Published by New York State Law Reporting Bureau pursuant to Judiciary Law § 431.
This opinion is uncorrected and subject to revision before publication in the Official Reports.
Decided on March 22, 2012
Gonzalez, P.J., Sweeny, Moskowitz, Renwick, Richter, JJ.
Order, Supreme Court, Bronx County (Mark Friedlander, J.), entered August 26, 2010, which, to the extent appealed from as limited by the briefs, granted the motion of defendants D & J Service, Inc., D-J Ambulette Service, Inc., and Grisel Boves, and the cross motion of defendant David W. Ramsey, for summary judgment dismissing the complaint based on the failure to establish a serious injury within the meaning of Insurance Law § 5102(d), unanimously reversed, on the law, without costs, the motion and cross motion denied, and the complaint reinstated with respect to plaintiff's allegations of permanent consequential limitation of use of a body organ or member and/or significant limitation of use of a body function or system.

How to complete this task
Resume the appellate court opinion on the serious-injury motion, starting right after its final sentence.

Source material
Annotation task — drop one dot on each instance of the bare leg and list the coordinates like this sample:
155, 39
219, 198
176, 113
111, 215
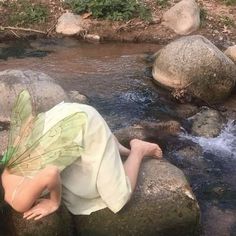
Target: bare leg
31, 189
139, 150
122, 149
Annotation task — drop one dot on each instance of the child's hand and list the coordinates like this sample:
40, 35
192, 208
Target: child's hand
43, 208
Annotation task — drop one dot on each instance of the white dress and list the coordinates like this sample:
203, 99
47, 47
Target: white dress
96, 179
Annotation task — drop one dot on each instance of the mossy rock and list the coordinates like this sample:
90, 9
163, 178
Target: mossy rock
194, 65
162, 204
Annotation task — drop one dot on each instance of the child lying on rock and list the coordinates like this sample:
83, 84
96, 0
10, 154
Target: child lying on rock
70, 152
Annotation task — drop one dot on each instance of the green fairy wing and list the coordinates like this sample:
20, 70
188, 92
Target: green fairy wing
21, 118
54, 147
30, 149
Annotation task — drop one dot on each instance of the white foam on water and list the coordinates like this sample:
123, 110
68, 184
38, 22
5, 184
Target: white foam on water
223, 145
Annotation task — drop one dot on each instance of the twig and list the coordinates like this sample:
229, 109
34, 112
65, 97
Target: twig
22, 29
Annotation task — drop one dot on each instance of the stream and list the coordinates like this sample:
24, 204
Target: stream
116, 80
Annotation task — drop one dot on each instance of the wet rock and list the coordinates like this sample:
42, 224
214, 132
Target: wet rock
194, 65
231, 53
162, 204
219, 222
186, 110
69, 24
160, 132
207, 123
75, 96
43, 89
58, 223
183, 18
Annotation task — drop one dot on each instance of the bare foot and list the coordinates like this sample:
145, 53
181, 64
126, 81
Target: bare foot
147, 149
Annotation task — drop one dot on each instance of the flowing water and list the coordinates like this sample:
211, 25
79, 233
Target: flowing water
115, 79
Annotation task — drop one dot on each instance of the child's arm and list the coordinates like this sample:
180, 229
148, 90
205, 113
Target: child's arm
45, 207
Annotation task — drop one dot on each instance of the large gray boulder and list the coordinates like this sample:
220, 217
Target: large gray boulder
183, 17
194, 64
231, 53
43, 89
69, 24
162, 204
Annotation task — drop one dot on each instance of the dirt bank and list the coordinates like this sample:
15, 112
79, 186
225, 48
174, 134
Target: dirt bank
218, 24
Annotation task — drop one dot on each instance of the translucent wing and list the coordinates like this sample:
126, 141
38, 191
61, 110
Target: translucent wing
21, 120
56, 146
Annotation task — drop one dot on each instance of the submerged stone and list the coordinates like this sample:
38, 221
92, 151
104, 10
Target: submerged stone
162, 204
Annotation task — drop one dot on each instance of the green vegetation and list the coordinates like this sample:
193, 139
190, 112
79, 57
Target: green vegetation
23, 12
203, 16
110, 9
163, 3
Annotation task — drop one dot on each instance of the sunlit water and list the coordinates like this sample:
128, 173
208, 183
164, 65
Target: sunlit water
224, 145
113, 77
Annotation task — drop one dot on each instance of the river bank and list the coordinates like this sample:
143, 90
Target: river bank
217, 24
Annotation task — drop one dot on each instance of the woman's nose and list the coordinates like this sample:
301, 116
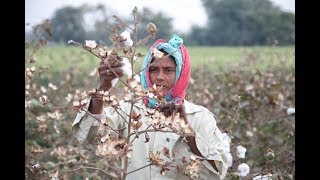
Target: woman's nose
160, 75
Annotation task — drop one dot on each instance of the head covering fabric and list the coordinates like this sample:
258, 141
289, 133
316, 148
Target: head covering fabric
181, 56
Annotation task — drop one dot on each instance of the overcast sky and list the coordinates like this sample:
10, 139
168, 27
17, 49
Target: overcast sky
184, 12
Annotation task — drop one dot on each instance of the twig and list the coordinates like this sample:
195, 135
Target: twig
139, 168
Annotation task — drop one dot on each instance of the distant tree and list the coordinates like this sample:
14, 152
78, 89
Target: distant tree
163, 23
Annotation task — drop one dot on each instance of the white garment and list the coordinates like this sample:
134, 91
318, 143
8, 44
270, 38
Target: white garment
208, 140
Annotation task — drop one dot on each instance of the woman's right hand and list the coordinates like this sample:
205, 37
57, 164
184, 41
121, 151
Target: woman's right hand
107, 74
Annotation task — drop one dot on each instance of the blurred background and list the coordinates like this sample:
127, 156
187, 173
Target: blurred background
238, 48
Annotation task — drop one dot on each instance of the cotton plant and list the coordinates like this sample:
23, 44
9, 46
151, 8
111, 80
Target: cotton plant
241, 151
243, 169
113, 148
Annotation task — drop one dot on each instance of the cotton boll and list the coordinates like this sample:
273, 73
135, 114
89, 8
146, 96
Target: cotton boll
125, 35
226, 137
126, 68
114, 81
243, 169
128, 42
290, 111
241, 151
226, 145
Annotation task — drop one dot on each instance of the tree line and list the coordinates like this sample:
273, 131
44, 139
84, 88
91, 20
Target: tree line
230, 23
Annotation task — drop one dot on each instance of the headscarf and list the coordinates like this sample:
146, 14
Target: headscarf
181, 56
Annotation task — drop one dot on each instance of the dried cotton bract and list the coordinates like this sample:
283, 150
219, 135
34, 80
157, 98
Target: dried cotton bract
243, 169
90, 44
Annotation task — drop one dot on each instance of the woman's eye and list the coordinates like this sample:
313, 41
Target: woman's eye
153, 69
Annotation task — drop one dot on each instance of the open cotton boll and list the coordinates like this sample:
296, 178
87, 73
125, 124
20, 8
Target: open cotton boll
290, 111
126, 68
226, 137
241, 151
243, 169
226, 145
229, 159
125, 35
128, 42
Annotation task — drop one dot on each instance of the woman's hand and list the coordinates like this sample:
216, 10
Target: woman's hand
169, 109
107, 72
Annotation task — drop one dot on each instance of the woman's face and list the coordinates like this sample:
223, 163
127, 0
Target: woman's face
163, 73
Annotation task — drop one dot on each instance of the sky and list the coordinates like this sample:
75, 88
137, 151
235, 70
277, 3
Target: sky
185, 13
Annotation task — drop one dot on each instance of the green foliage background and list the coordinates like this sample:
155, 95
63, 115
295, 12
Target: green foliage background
264, 77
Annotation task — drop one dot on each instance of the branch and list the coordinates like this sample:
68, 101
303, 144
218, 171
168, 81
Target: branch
115, 130
139, 168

Result of the task
Defendants met their burden on summary judgment by tendering the affirmed reports of their orthopedist and neurologist (see Spencer v Golden Eagle, Inc., 82 AD3d 589, 590 ). Defendants' radiologist's opinions, however, were too equivocal to satisfy defendants' burden with respect to showing degeneration in an effort to disprove causation (see Reyes v Diaz, 82 AD3d 484 ).
In opposition, plaintiff raised a triable issue of fact with respect to her knee injuries. Defendant's radiologist, after reviewing an MRI of plaintiff's knee, made findings which she described as due to either "a tear or prior surgery." However, plaintiff testified that prior to this accident, she never suffered injuries to her left knee. In addition, her treating physician found limitations of motion in her left knee, findings which conflicted with the reports from defendant's physicians, and raised a triable issue of fact (see Jacobs v Rolon, 76 AD3d 905 ).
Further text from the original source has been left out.